* **WORK INSTRUCTIONS**
Show each line in the entries below that contains the word "with". Case counts.

* **GIVEN RECORDS**
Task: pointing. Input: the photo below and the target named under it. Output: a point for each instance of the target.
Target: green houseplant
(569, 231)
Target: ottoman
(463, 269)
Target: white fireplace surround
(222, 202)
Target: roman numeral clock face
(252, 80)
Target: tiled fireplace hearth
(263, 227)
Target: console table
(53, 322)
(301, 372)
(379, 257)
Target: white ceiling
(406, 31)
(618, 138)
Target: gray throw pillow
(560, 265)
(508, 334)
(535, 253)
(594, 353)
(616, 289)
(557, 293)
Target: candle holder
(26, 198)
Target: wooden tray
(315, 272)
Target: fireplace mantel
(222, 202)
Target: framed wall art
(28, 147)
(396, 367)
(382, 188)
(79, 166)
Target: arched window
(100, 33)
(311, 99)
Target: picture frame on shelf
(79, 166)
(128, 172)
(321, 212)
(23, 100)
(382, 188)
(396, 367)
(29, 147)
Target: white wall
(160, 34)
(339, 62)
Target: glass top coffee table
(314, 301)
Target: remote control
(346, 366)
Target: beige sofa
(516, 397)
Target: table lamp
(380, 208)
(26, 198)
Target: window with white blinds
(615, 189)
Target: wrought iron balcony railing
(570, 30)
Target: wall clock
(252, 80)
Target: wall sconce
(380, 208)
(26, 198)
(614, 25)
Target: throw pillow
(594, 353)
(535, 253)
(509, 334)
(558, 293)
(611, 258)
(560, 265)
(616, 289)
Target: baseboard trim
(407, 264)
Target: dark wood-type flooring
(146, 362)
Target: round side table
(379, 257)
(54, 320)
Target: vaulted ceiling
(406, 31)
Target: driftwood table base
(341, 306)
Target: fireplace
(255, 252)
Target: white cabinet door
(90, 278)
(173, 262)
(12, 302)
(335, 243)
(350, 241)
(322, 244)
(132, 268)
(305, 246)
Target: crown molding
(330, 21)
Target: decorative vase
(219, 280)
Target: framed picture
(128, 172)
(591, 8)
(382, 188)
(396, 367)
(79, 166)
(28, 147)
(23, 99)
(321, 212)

---

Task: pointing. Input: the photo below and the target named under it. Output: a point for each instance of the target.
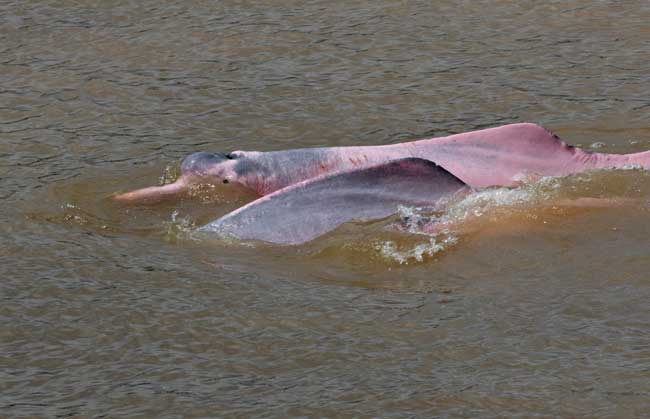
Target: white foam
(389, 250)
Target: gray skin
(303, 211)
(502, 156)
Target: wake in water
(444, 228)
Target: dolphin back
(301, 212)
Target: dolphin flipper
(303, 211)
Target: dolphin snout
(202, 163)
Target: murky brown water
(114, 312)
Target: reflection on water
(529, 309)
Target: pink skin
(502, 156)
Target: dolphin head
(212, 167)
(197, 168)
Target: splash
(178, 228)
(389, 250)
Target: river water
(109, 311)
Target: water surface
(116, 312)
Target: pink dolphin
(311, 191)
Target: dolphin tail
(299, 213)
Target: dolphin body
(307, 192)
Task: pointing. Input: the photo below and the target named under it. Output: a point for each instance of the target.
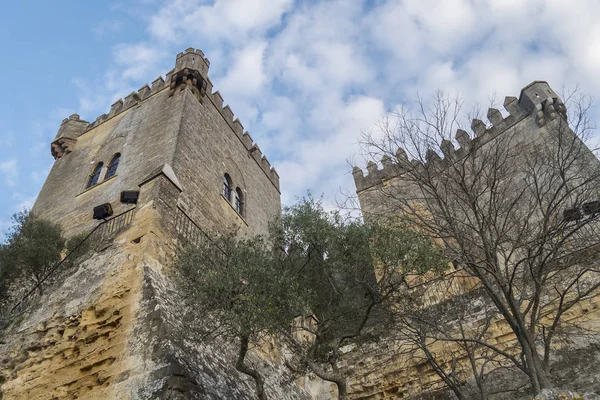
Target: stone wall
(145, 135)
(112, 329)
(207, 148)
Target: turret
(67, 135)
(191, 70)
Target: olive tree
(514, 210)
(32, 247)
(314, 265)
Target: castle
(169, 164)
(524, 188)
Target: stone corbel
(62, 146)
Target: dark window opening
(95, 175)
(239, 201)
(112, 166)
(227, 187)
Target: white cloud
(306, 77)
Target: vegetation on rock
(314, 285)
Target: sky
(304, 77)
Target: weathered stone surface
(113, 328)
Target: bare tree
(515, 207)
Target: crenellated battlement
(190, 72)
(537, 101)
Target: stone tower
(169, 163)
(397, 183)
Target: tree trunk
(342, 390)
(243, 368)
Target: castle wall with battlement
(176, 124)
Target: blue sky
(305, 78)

* **EXERCISE SOLUTION**
Target: window with white blinds
Target: castle wall with battlement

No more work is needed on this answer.